-------- Excerpt to read --------

In states such as Washington and Colorado, the legalization of recreational marijuana use has brought a shadow market into the open.
If you’re into this sort of thing, it’s probably made you a lot less paranoid. But as more people legally smoke up, state and local law enforcement face a buzzkill: There’s no quick way to know if a driver is stoned.
That’s partly because the science of highs is sketchy.
A May study from the AAA Foundation for Traffic Safety concluded that there isn’t a reliable link between impairment and the level of THC, pot’s psychotropic agent, in a driver’s blood. Nonetheless, in Washington, as in many states, the legal limit is based on blood concentration. So officials are looking to a septuagenarian chemist to build a breathalyzer for weed. The chemist’s name, of course, is Herb.
Herb Hill, a professor at Washington State University, has spent more than four decades pioneering ways to detect chemicals—or, more accurately, to detect chemical signatures based on the movement of a substance’s component ions. His work helps various government and military inspectors swab laptops for explosives, sniff out mold-contaminated food, and find sarin gas on a battlefield. As he prepares to retire next year, Hill and his last graduate student, Jessica Tufariello, are applying his techniques to test for pot.
Today, if cops in Seattle suspect a driver has exceeded the legal limit (5 nanograms of THC per milliliter of blood), they must call for specially trained colleagues to run a 12-point test examining the suspect’s light sensitivity, eyelid tremors, balance, and other factors. Then they’ll need a search warrant to draw a sample of the suspect’s blood at a nearby hospital. The whole process can take hours, during which the drug could dissipate in the bloodstream. A breathalyzer could measure drug levels in the bloodstream or at least quickly determine whether a blood draw is warranted.
“It’s an interesting project to end on, and an important one,” Hill says, though he acknowledges the 5ng level he’s testing for is an unscientific legal guideline. “I haven’t seen anybody who has determined how that relates to being impaired.” He began thinking about building a breathalyzer for drugs in 2009 at the suggestion of his friend Nick Lovridge, a retired WSU political science professor who’d been doing research for the state on ways to reduce highway fatalities.
The chemistry professor was already planning for retirement, so he asked Tufariello for help. The pair originally planned to test for 10 common illicit substances but narrowed their focus to THC in 2012, after Washington voters approved a ballot measure legalizing pot. Hill says he’s secured about $300,000 in funding commitments from Chemring Group, a British defense contractor with U.S. divisions that produce detection devices for chemical and biological agents. In exchange, Chemring has exclusive rights to use his and Tufariello’s work to develop a commercial breathalyzer.

--------

■ Required actions
A. According to the article on the marijuana breathalyzer, what is the legal THC limit for drivers in Seattle?
B. Print everything from "If you’re into" down to "highs is sketchy." in the article on the marijuana breathalyzer.

-------- Dataset excerpts --------

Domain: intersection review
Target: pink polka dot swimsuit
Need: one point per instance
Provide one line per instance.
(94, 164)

--------

■ Replies
A. 5 nanograms of THC per milliliter of blood.

B.
If you’re into this sort of thing, it’s probably made you a lot less paranoid. But as more people legally smoke up, state and local law enforcement face a buzzkill: There’s no quick way to know if a driver is stoned.
That’s partly because the science of highs is sketchy.